▸ THE PROBLEM:
Put each line of the material below into a numbered list, omitting the blank lines.

────────────────

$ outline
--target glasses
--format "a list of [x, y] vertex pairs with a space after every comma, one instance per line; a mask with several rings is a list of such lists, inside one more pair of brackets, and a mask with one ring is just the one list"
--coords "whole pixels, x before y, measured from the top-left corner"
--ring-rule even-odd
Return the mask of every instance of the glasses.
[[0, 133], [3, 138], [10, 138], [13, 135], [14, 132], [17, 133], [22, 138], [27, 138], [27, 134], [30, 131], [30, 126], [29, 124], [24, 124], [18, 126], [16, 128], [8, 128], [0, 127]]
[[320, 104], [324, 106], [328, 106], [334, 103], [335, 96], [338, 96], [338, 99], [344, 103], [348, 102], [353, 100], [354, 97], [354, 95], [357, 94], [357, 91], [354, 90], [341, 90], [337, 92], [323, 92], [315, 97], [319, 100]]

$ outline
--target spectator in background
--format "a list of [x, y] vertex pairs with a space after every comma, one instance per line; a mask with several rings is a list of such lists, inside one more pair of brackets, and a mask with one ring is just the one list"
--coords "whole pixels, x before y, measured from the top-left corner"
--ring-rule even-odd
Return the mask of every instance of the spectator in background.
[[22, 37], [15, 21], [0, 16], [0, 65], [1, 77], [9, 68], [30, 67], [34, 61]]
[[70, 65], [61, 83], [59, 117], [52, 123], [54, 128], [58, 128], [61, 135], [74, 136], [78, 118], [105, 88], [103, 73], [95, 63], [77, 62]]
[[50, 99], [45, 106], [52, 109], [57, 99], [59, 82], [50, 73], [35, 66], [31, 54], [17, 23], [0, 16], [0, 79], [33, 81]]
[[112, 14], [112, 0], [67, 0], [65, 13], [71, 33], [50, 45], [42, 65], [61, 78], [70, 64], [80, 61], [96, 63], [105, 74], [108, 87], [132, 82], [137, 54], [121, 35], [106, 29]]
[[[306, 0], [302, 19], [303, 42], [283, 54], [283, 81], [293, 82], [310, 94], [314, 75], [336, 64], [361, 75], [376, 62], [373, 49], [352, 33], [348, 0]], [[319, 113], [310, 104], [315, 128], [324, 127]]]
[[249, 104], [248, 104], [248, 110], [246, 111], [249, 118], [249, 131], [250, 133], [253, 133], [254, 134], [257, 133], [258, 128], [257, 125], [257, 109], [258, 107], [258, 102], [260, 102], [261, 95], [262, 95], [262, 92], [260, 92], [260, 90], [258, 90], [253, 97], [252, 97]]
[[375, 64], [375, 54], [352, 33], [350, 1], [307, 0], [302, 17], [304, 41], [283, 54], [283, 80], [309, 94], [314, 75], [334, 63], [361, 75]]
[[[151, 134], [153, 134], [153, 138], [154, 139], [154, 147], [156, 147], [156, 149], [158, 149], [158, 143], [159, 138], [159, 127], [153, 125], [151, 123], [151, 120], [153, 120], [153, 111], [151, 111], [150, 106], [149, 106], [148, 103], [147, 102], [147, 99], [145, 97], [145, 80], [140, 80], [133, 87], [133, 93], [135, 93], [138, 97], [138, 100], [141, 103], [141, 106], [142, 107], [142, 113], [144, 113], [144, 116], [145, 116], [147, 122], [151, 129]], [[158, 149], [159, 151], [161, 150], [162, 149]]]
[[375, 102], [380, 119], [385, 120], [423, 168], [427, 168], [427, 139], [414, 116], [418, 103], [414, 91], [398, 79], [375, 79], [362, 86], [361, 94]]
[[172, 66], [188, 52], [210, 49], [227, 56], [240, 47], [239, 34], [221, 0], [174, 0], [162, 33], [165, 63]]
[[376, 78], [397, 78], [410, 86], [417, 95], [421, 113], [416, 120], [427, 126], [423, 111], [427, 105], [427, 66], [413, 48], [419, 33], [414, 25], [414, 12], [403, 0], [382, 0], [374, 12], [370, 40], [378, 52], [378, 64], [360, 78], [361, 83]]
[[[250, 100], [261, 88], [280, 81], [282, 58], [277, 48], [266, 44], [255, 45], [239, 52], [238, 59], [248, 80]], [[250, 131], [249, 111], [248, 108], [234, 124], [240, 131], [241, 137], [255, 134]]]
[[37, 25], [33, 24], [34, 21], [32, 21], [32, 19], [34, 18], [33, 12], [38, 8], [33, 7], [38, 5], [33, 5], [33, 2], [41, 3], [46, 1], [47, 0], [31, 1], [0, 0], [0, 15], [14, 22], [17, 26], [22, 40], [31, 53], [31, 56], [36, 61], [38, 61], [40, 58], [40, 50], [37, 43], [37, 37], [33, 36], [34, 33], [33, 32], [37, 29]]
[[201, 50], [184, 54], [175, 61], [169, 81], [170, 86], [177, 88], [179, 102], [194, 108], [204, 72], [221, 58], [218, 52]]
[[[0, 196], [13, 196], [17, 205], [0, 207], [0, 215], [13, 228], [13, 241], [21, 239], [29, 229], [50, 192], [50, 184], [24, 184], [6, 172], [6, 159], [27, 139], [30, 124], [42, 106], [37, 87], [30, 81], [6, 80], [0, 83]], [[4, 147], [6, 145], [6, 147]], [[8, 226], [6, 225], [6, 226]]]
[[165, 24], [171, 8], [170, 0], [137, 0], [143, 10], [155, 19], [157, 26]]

────────────────

▸ REPLY TO THE TASK:
1. $ outline
2. --target glasses
3. --format "a list of [x, y] vertex pairs with a space after every comma, one instance per line; a mask with several rings is a list of such lists, inside one more pair of brackets, and a mask with one ring is just the one list"
4. --coords "whole pixels, x before y, measured from the top-left corner"
5. --ring-rule even-odd
6. Return the mask of every instance of the glasses.
7. [[0, 133], [3, 138], [10, 138], [13, 135], [14, 132], [17, 133], [22, 138], [27, 138], [27, 134], [30, 131], [30, 126], [29, 124], [24, 124], [18, 126], [16, 128], [8, 128], [0, 127]]
8. [[320, 104], [324, 106], [328, 106], [334, 103], [335, 96], [338, 96], [338, 99], [344, 103], [348, 102], [353, 100], [354, 97], [354, 95], [357, 94], [357, 91], [354, 90], [341, 90], [337, 92], [323, 92], [315, 97], [319, 100]]
9. $ outline
10. --target spectator in background
11. --format "a list of [x, y] vertex pairs with a space after every comma, one instance per line; a mask with several rings is a list of such lists, inside one more pair of brackets, and a mask with one ring is just the one list"
12. --coords "whole pixels, x before y, measured from the top-left corner"
13. --ring-rule even-odd
14. Return the mask of every instance of the spectator in background.
15. [[22, 37], [15, 21], [0, 16], [0, 65], [1, 77], [9, 68], [30, 67], [34, 61]]
16. [[70, 65], [61, 83], [59, 117], [52, 123], [54, 128], [58, 128], [61, 135], [74, 136], [78, 118], [105, 88], [103, 73], [95, 63], [77, 62]]
17. [[50, 99], [45, 106], [52, 109], [57, 99], [59, 82], [50, 73], [35, 66], [31, 54], [17, 23], [0, 16], [0, 79], [33, 81]]
18. [[112, 14], [112, 0], [67, 0], [65, 13], [71, 33], [50, 45], [42, 65], [61, 78], [70, 64], [80, 61], [96, 63], [105, 74], [108, 87], [132, 82], [137, 54], [121, 35], [106, 29]]
19. [[[306, 0], [302, 19], [303, 42], [283, 54], [283, 81], [293, 82], [310, 94], [314, 75], [336, 64], [361, 75], [376, 62], [373, 49], [352, 33], [348, 0]], [[319, 113], [310, 104], [315, 128], [324, 127]]]
20. [[249, 104], [248, 104], [248, 110], [246, 111], [249, 118], [249, 131], [250, 133], [253, 133], [254, 134], [257, 133], [258, 128], [257, 125], [257, 109], [258, 107], [258, 102], [260, 102], [261, 95], [262, 95], [262, 92], [260, 92], [260, 90], [258, 90], [253, 97], [252, 97]]
21. [[375, 64], [375, 54], [352, 33], [350, 1], [307, 0], [302, 17], [304, 41], [283, 54], [283, 80], [309, 94], [314, 75], [334, 63], [361, 75]]
22. [[[151, 134], [153, 134], [153, 138], [154, 139], [154, 147], [156, 147], [156, 149], [158, 149], [158, 143], [159, 138], [159, 127], [153, 125], [151, 123], [151, 120], [153, 120], [153, 111], [151, 111], [150, 106], [149, 106], [148, 103], [147, 102], [147, 99], [145, 97], [145, 80], [140, 80], [133, 87], [133, 93], [135, 93], [138, 97], [138, 100], [141, 103], [141, 106], [142, 107], [142, 113], [144, 113], [144, 116], [145, 116], [147, 122], [151, 129]], [[158, 149], [159, 151], [161, 150], [162, 149]]]
23. [[375, 102], [380, 119], [385, 120], [423, 168], [427, 168], [427, 139], [414, 116], [418, 103], [414, 91], [398, 79], [375, 79], [362, 86], [361, 94]]
24. [[172, 66], [188, 52], [210, 49], [227, 56], [240, 47], [239, 34], [221, 0], [174, 0], [162, 33], [165, 63]]
25. [[376, 78], [397, 78], [410, 86], [417, 95], [421, 113], [416, 120], [427, 126], [423, 111], [427, 105], [427, 66], [413, 48], [419, 33], [414, 25], [414, 12], [403, 0], [382, 0], [374, 12], [370, 40], [378, 52], [378, 64], [360, 78], [361, 83]]
26. [[[250, 100], [261, 88], [280, 81], [282, 58], [277, 48], [266, 44], [255, 45], [239, 52], [238, 59], [248, 80]], [[250, 131], [249, 111], [248, 108], [234, 124], [240, 131], [241, 137], [255, 134]]]
27. [[37, 25], [33, 24], [34, 21], [32, 21], [32, 19], [34, 18], [33, 12], [38, 8], [33, 7], [38, 5], [33, 5], [33, 2], [41, 3], [46, 1], [47, 0], [31, 1], [0, 0], [0, 15], [14, 22], [17, 26], [22, 40], [31, 53], [31, 56], [36, 61], [38, 61], [40, 58], [40, 50], [37, 43], [37, 37], [33, 36], [34, 33], [33, 32], [37, 29]]
28. [[201, 50], [184, 54], [175, 61], [169, 81], [170, 86], [177, 88], [179, 102], [194, 108], [204, 72], [221, 58], [218, 52]]
29. [[[0, 196], [13, 196], [17, 205], [0, 207], [0, 215], [13, 228], [13, 241], [21, 239], [29, 229], [50, 192], [50, 184], [24, 184], [6, 172], [6, 159], [27, 139], [30, 124], [42, 106], [37, 87], [30, 81], [6, 80], [0, 83]], [[4, 147], [6, 145], [6, 147]], [[8, 226], [6, 225], [6, 226]]]
30. [[165, 24], [171, 8], [170, 0], [137, 0], [143, 10], [155, 19], [157, 26]]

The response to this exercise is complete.